**Selection:**
# Puffer List



## darb (Apr 21, 2010)

I will steal the glory from Johnny and restart the list!

Petland Surrey has Auriglobus Silus or Modestus - Bronze Puffer / Golden Puffer and GSPs.

Fraser Aquarium has Red Tail Red Eye Puffer, Red Eye Puffer, Dwarf Puffer, Green Spotted Puffer.

IPU has Fahakas

Rogers has Dwarf Puffer

King Ed has South American Puffers

I have an Arrowhead for sale.


----------



## beN (Apr 21, 2010)

If anyone travels to Chilliwack.. The Animal House has some Figure 8 Puffers..


----------



## pinkjello (Apr 21, 2010)

IPU has a ton of pea puffers..


----------



## L!$A (Apr 21, 2010)

Ben & I are selling our South American Puffers


----------



## beN (Apr 21, 2010)

Petland Surrey has Auriglobus Silus or Modestus - Bronze Puffer / Golden Puffer and GSPs. .....which petland??


----------



## Johnnyfishtanks (Apr 21, 2010)

what LOL...............


----------



## beN (Apr 21, 2010)

?? i want to know which Petland in surrey has these?? there is 2 Petlands in surrey


----------



## darb (Apr 21, 2010)

I think that there is only 1 Petland in Surrey, no?

Anyways the one that is almost in Langely ...


----------



## beN (Apr 21, 2010)

darb said:


> I think that there is only 1 Petland in Surrey, no?
> 
> Anyways the one that is almost in Langely ...


ok perfect! thanks man!


----------



## snow (Apr 21, 2010)

darb said:


> I think that there is only 1 Petland in Surrey, no?
> 
> Anyways the one that is almost in Langely ...


There are two petlands. One in grandveiw near the walmart.


----------



## Johnnyfishtanks (Apr 21, 2010)

it petsmart not petland unless they just changed there name


----------



## snow (Apr 21, 2010)

Johnnyfishtanks said:


> it petsmart not petland unless they just changed there name


No it is petland. It has always been petland. I know because I work there.


----------



## darb (Apr 21, 2010)

Fantasy Aquatic has GSPs which are mislabelled as F8s


----------



## beN (Apr 21, 2010)

anything new seen over the weekend??


----------



## Johnnyfishtanks (Apr 21, 2010)

snow said:


> No it is petland. It has always been petland. I know because I work there.


well people are talking about petland on Grandview hwy by wall mart . well im pretty sure that is petsmart because i got a card there .


----------



## darb (Apr 21, 2010)

Island Pets has:

Congo Puffers - T. miurus
Figure 8 Puffers - T. biocellatus
Ocellated Puffers - T. cutcutia


Aquariums West has - Dwarf Puffers


----------



## beN (Apr 21, 2010)

Records from a data source:

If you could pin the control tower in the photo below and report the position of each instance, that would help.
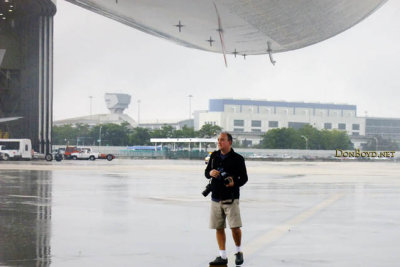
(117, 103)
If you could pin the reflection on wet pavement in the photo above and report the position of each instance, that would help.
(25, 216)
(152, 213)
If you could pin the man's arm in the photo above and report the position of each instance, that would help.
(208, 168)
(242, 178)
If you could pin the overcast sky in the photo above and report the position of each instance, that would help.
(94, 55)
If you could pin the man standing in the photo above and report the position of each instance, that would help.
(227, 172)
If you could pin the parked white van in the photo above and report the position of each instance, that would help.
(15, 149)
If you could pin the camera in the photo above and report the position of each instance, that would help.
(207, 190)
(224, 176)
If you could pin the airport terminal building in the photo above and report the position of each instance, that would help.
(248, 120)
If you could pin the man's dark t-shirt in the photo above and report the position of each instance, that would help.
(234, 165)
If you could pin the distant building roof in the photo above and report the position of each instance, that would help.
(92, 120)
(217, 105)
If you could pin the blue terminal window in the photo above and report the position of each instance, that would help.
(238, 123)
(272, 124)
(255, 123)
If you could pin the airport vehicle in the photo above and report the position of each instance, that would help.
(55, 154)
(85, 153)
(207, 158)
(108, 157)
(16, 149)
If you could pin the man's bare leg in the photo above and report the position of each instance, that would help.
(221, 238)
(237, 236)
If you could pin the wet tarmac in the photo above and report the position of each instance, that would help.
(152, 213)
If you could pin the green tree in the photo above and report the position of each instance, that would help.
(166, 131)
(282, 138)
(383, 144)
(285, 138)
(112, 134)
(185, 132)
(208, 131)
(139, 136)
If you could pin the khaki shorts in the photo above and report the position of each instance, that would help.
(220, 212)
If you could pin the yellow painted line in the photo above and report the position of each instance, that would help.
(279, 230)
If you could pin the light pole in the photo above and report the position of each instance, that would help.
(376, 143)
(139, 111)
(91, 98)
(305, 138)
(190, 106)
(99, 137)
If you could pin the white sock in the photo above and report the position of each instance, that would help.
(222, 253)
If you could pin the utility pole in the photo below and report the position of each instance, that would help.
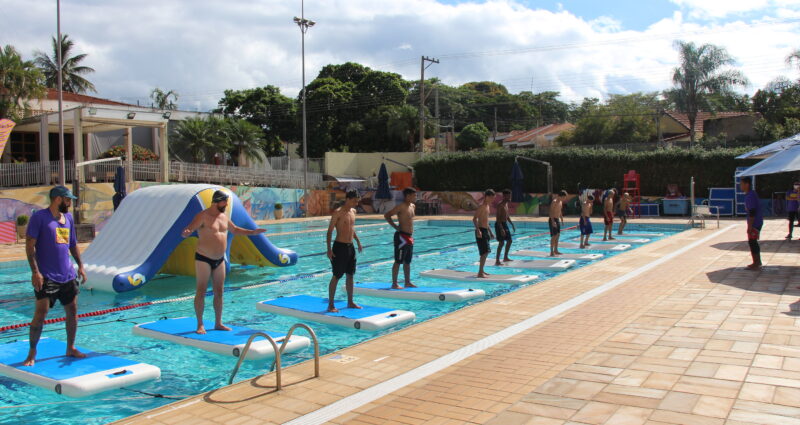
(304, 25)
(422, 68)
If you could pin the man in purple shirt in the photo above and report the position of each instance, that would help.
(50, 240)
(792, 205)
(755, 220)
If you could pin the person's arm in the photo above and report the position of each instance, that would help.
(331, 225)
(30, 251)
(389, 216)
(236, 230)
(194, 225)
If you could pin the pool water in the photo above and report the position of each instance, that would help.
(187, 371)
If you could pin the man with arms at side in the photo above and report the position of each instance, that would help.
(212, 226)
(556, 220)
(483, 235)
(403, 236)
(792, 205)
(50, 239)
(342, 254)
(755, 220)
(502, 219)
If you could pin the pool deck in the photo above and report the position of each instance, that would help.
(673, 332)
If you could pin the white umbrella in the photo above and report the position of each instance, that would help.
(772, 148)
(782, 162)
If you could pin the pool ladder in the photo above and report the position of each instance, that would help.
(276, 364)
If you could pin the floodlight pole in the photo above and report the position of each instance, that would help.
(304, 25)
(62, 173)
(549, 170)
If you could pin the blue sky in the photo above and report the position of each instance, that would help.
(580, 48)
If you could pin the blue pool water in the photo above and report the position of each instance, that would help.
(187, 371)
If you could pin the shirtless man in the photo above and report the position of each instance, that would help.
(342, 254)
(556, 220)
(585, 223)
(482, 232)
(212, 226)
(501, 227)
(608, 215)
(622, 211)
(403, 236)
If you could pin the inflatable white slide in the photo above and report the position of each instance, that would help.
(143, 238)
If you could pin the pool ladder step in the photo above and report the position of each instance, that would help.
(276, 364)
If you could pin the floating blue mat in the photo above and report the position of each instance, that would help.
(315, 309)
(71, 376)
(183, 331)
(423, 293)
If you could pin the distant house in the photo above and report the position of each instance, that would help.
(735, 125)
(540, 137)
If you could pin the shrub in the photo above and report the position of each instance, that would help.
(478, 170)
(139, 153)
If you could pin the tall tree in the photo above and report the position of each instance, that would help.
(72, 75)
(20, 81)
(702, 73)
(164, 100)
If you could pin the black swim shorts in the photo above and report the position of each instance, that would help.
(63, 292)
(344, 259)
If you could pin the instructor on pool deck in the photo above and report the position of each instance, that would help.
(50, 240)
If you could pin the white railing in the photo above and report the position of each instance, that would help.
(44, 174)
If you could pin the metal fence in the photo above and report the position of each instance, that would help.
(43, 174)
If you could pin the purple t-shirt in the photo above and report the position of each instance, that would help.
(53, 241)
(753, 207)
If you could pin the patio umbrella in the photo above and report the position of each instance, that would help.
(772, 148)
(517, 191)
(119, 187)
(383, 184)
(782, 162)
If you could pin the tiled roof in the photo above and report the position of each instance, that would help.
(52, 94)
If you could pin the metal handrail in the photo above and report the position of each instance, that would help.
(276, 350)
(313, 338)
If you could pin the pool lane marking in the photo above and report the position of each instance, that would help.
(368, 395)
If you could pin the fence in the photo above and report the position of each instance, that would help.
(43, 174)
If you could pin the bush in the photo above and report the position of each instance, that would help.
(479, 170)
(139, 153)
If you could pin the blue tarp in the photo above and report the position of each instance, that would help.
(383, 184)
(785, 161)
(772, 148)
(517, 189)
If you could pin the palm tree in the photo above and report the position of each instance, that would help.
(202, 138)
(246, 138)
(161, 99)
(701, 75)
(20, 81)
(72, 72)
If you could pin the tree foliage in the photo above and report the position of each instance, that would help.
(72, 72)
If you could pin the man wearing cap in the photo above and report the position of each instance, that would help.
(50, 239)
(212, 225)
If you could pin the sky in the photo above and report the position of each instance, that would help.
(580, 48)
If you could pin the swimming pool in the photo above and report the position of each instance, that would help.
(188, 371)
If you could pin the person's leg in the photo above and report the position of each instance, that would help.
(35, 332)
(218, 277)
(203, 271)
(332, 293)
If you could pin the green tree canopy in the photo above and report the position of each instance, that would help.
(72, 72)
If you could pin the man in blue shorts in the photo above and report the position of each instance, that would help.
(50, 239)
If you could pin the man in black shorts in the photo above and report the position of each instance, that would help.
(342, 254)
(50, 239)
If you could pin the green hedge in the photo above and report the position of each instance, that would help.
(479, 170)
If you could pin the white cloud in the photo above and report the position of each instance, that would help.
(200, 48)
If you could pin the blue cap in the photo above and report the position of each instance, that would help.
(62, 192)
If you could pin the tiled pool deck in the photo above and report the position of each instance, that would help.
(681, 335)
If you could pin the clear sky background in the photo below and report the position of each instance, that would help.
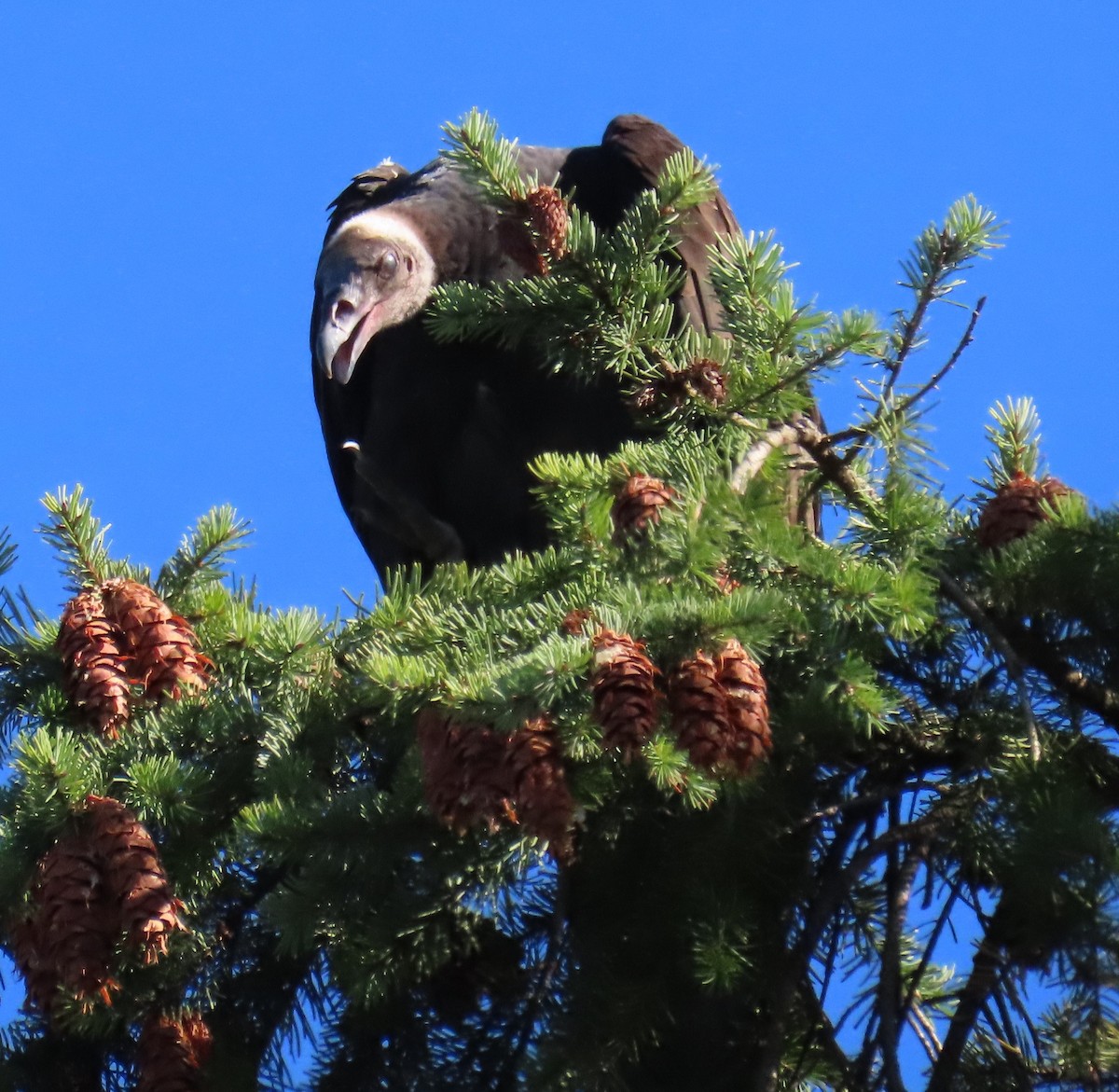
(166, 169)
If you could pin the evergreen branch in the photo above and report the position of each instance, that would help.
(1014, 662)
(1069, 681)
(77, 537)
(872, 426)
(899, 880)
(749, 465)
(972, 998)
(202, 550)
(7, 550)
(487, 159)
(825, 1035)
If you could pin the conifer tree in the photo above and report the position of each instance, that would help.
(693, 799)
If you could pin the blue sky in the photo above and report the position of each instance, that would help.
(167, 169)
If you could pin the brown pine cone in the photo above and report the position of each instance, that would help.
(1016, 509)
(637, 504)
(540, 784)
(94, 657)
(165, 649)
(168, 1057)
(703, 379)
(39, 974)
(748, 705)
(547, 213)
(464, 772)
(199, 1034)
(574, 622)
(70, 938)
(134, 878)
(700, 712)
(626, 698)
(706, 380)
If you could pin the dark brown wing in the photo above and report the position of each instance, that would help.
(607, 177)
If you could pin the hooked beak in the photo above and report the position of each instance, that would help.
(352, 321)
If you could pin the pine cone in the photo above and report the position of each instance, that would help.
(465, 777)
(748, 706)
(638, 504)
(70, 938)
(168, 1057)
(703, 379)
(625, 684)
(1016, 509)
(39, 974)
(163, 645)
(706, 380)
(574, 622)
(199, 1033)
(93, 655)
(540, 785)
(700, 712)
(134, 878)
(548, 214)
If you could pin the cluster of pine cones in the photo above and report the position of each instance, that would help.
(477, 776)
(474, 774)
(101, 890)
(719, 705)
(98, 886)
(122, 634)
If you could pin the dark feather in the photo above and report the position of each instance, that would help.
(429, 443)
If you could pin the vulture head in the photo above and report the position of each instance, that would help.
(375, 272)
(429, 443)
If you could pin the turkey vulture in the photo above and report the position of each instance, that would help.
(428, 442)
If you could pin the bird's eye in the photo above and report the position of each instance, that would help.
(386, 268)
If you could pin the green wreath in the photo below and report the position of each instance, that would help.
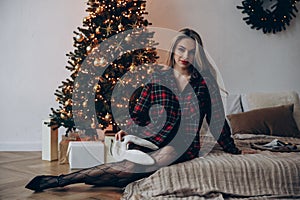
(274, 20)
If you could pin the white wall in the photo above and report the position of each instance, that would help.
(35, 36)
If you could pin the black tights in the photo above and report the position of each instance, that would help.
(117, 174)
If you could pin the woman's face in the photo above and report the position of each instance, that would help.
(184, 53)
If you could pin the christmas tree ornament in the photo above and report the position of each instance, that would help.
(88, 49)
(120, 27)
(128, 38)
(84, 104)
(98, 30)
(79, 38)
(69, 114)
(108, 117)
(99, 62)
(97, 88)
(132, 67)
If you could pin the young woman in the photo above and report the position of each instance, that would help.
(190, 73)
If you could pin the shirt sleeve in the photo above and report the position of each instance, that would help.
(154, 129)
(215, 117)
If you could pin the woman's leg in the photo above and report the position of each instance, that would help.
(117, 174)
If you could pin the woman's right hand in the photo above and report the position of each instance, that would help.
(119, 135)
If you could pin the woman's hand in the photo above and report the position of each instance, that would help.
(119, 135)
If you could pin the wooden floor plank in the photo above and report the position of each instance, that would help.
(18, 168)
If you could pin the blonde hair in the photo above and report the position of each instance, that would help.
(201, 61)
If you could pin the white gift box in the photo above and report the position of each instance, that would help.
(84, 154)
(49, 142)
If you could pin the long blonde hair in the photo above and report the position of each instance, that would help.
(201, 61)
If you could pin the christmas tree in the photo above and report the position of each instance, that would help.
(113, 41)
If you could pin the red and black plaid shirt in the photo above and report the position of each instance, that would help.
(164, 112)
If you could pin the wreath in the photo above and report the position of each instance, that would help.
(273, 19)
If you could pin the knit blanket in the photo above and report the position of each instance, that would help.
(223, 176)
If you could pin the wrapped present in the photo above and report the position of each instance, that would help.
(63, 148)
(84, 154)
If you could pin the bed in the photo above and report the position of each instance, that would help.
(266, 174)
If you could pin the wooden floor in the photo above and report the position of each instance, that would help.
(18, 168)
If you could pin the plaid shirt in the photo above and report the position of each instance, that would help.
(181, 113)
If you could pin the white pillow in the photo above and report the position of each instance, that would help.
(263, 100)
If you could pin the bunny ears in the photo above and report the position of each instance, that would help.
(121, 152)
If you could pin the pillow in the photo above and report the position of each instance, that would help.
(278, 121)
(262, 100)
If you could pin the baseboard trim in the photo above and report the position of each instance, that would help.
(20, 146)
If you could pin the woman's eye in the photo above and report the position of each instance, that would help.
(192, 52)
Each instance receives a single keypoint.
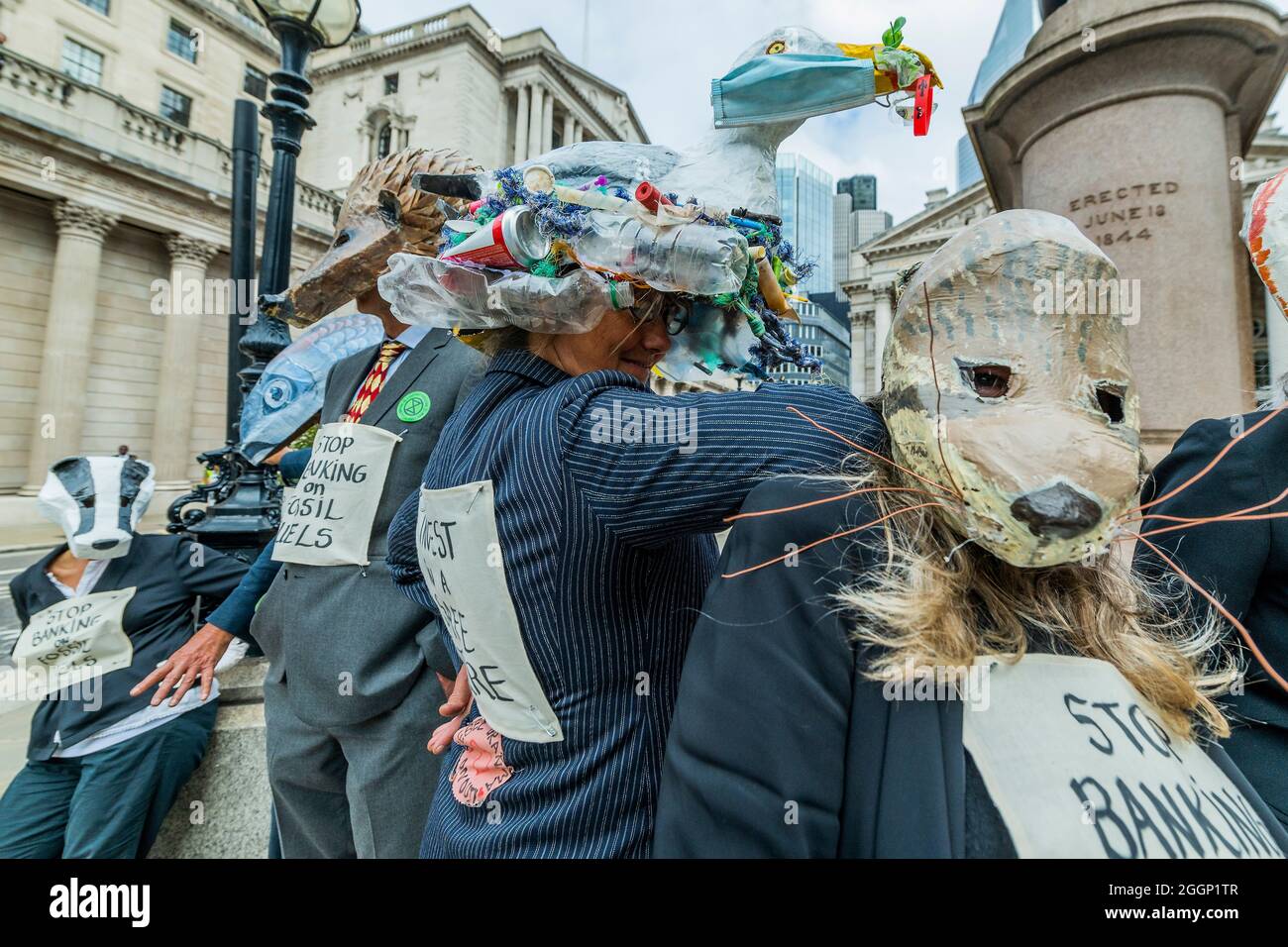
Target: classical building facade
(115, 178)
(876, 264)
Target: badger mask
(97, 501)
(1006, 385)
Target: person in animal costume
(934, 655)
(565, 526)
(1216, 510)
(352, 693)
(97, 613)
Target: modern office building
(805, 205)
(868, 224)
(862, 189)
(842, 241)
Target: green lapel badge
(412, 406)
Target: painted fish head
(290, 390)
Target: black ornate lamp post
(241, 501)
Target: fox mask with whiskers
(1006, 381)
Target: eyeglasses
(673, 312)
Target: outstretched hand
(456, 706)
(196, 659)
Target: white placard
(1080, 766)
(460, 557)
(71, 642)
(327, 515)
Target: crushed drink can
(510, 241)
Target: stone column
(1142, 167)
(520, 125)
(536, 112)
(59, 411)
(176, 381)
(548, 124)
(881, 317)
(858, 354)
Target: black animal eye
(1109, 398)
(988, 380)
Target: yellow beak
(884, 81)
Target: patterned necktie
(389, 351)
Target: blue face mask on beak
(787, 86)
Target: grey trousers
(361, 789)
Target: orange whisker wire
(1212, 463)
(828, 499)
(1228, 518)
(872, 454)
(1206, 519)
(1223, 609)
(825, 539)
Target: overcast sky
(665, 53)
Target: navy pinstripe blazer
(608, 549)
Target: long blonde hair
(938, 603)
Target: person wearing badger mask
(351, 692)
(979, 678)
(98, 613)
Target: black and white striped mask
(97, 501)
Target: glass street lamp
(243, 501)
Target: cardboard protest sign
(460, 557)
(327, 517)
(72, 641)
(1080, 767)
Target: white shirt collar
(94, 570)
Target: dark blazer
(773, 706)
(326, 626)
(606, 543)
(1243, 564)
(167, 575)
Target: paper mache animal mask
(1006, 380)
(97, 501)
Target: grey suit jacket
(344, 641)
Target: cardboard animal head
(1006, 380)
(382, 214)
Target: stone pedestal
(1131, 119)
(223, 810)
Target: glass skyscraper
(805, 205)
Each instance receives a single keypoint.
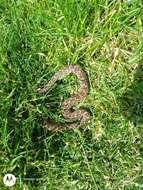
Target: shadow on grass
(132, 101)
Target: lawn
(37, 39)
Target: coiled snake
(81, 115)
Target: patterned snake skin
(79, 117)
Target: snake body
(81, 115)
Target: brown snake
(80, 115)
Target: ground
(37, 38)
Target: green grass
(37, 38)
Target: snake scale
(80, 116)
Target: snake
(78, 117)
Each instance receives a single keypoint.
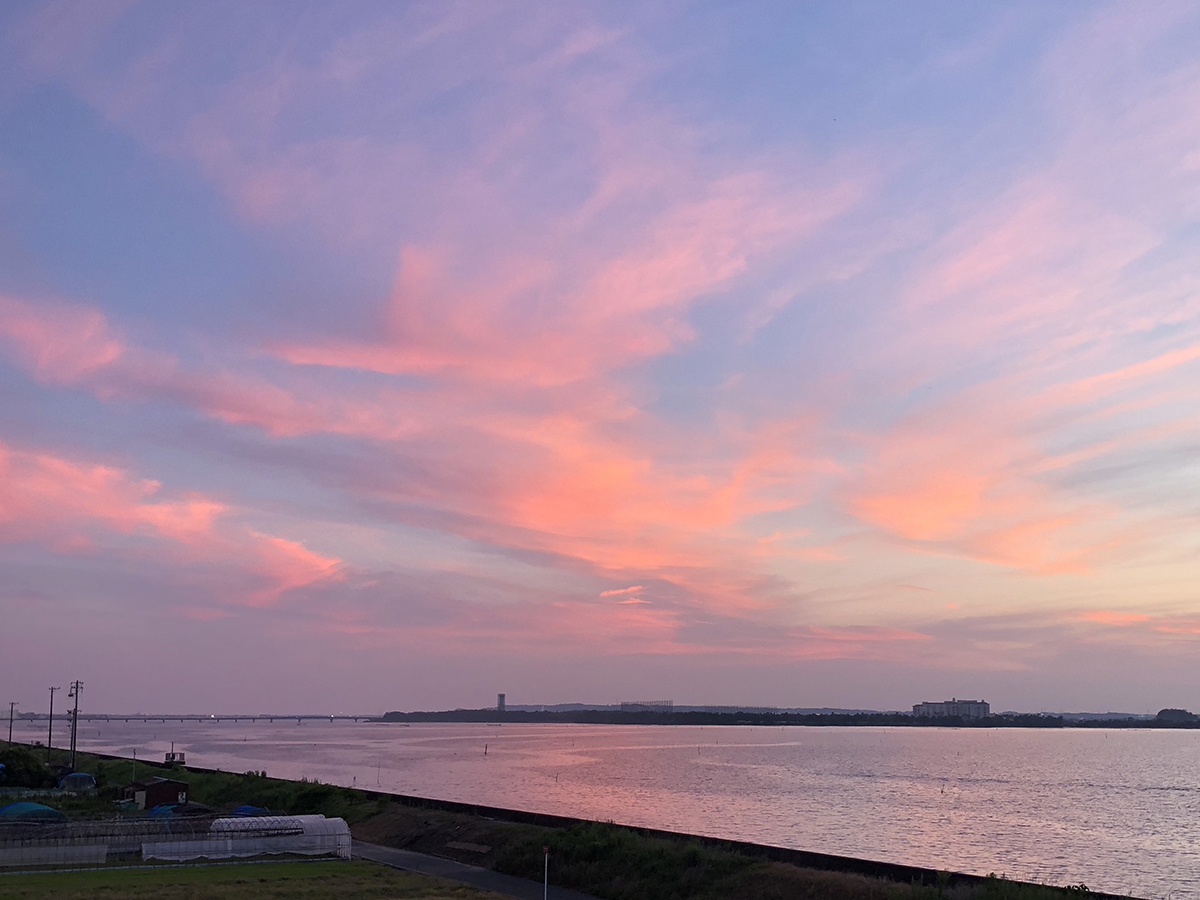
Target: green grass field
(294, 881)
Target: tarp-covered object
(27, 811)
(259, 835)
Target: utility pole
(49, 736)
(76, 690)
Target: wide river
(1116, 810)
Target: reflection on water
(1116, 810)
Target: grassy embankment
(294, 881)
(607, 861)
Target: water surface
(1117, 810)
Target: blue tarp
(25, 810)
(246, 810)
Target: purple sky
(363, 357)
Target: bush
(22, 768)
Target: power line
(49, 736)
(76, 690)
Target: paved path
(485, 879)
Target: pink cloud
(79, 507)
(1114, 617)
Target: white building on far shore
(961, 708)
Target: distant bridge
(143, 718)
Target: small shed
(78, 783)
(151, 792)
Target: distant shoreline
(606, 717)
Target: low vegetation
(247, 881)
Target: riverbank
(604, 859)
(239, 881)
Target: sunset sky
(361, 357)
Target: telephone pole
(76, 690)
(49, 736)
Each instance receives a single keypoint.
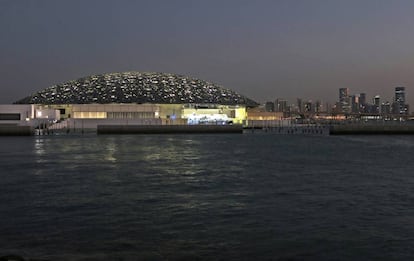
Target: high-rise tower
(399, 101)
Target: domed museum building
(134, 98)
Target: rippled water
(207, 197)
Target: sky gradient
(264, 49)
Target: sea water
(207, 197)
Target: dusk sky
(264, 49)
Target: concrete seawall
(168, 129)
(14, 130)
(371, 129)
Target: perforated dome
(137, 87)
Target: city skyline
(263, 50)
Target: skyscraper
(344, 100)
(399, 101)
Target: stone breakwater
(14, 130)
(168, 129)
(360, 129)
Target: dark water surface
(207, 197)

**Problem to work on:** Pick up the puffer list thread at the point where it stops and continue it. These data were taken from a separate source and are unrelated to the puffer list thread.

**Result:**
Ocellated Puffers - T. cutcutia ... these dudes are pretty cool! im picking up 2 of them after work or later this week ... now I just need another tank..apparently cant have more then 1 together *thumbs down*


----------



## Johnnyfishtanks (Apr 21, 2010)

cool man . right arm dude


----------



## darb (Apr 21, 2010)

right arm brother, right arm!


----------



## darb (Apr 21, 2010)

also:

small Fahaka and tank: http://www.bcaquaria.com/forum/showthread.php?t=950

12 inch Fahaka: http://www.bcaquaria.com/forum/showthread.php?t=553


----------



## darb (Apr 21, 2010)

ben_mbu said:


> Ocellated Puffers - T. cutcutia ... these dudes are pretty cool! im picking up 2 of them after work or later this week ... now I just need another tank..apparently cant have more then 1 together *thumbs down*


yes, SAPs and dwarfs when properly sexed (M:F:F) are the only assured safe in groups puffers.


----------



## sascrx88 (Apr 28, 2010)

anyone seen SAP's around this week?


----------



## beN (Apr 21, 2010)

sascrx88 said:


> anyone seen SAP's around this week?


island pets in BBY should still have some @ 9.99...


----------



## Johnnyfishtanks (Apr 21, 2010)

ben_mbu said:


> island pets in BBY should still have some @ 9.99...


and in Richmond


----------



## sascrx88 (Apr 28, 2010)

Johnnyfishtanks said:


> and in Richmond


thanks for the quick replies i'll go there after work


----------



## Johnnyfishtanks (Apr 21, 2010)

cool thing is too there little babys


----------



## Pamela (Apr 21, 2010)

I was at Fraser Aquariums today & they had some cool looking Puffers that I'd never seen before. Can't remember the name though ...something like Togidoku?


----------



## Johnnyfishtanks (Apr 21, 2010)

Pamela said:


> I was at Fraser Aquariums today & they had some cool looking Puffers that I'd never seen before. Can't remember the name though ...something like Togidoku?


they were some weird name butt they were fugu and there brackish


----------



## darb (Apr 21, 2010)

thanks, the fugus (Takifugu) range from 6 to 30 inches depending on the species and start out brackish and go to full marine at maturity.

too much of a puffer for me ...


----------



## Johnnyfishtanks (Apr 21, 2010)

ya for sure . i would say this puffer should be for very exp puffer guy and they should not be for sale .
just my two cents


----------



## darb (Apr 21, 2010)

JFT, did Oliver ever get those items in that we discussed?


----------



## Johnnyfishtanks (Apr 21, 2010)

no ive been bugging and bugging hes like soon man soon


----------



## Johnnyfishtanks (Apr 21, 2010)

aqubid had Tetraodon duboisi, Duboisi Puffer for sale last week 
and gary from westpox had Tetraodon baileyi, Hairy Puffer for sale


----------



## darb (Apr 21, 2010)

yah, I am thinking that was Toyin from Rebooth Aquatics with the Duboisi. I was in contact with him a few months ago and he wanted something like $100 freight and $150 for a permit to fly it here. I have had other people they can fly a fish from the US to Vancouver for around $60. For that much, I would jump on it.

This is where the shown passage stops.